* [ACTIONS TO TAKE]:
1) Decide whether each statement agrees with the boat lift post. For each, answer yes or no and quote the words of the post that decide it. (a) Buying a different lift may cost less than fitting longer replacement legs. (b) Limiting lines mainly come into play when lowering the boat. (c) On a DD, the center of gravity will likely be further back than on a V drive.
2) Return the part of the boat lift post between "Originally Posted by" and "fins if equipped.", inclusive.

* [DOCUMENT]:

◇ ◇ ◇ ◇

Originally Posted by Jaxon4 View Post
sure..I think i have the non-tall brackets
I am a little confused? Did you buy the lift? just considering? or have an existing and looking at changing?

Assuming you have the boat on a trailer now; Lift bunks will likely be positioned similar to the trailer bunks. Measure how much clearance is needed for prop and fins if equipped.
Sounds like you already measured the clearance of the potential lift bunks as it sets now?

If there is not enough clearance for fins, I would definitely look at longer legs or a different lift. Longer replacement legs cost $$ so it may be more cost effective to buy a different lift than modify this one. With the two measurements and preferably while at the potential lift, I would give HydroHoist or an EXPERIENCED dealer/installer a call to see what options you have. They can do about anything with height as long as you have sufficient water depth.

Being a DD your center of gravity will likely be further forward than a V drive so you might not have to pull on as far but the prop may be further under the boat?
Limiting lines are a good idea and really only come into play when raising, assuming your lift extends well below the prop when fully down. Ideally, I would shoot for 100% clearance, compromise is fine but $$ saved will be lost the first prop you ding due to improper lift.

You will always be perfect but there is always that helpful friend/family or the one time you let someone else put the boat up without you being there that bad things can happen.

◇ ◇ ◇ ◇

* [DATA LINES]:

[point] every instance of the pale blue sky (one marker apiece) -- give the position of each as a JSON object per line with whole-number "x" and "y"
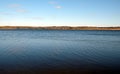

◇ ◇ ◇ ◇

* [ANSWERS PER TASK]:
1)
(a) Yes: "Longer replacement legs cost $$ so it may be more cost effective to buy a different lift than modify this one."
(b) No: "Limiting lines are a good idea and really only come into play when raising"
(c) No: "your center of gravity will likely be further forward than a V drive"

2)
Originally Posted by Jaxon4 View Post
sure..I think i have the non-tall brackets
I am a little confused? Did you buy the lift? just considering? or have an existing and looking at changing?

Assuming you have the boat on a trailer now; Lift bunks will likely be positioned similar to the trailer bunks. Measure how much clearance is needed for prop and fins if equipped.